## The input
++++++++++

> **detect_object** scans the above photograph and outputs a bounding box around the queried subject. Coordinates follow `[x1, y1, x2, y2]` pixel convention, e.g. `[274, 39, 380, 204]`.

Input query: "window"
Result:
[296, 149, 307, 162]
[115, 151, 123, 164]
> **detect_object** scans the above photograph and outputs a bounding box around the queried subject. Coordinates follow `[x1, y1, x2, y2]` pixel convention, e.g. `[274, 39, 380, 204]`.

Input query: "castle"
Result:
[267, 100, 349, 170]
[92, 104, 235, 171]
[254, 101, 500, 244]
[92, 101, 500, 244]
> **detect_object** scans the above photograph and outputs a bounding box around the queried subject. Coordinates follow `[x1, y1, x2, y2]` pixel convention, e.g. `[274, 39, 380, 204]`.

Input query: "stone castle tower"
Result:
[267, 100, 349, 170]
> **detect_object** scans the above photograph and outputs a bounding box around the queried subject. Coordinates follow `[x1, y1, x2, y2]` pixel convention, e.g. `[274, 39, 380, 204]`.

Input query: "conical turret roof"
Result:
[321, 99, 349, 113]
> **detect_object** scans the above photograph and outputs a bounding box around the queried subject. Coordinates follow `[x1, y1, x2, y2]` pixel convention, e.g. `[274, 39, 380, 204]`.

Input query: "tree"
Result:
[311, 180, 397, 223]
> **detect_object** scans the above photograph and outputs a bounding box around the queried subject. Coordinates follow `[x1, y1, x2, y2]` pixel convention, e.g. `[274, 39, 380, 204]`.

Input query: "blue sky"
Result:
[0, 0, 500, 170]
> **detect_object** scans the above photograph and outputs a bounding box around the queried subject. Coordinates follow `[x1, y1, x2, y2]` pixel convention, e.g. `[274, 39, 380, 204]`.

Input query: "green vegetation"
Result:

++++++++++

## What this task involves
Select each line in the items above that contains the word "castle" and copy those lines out in full.

## Response to this exercise
Input query: "castle"
Input query: "stone castle tower"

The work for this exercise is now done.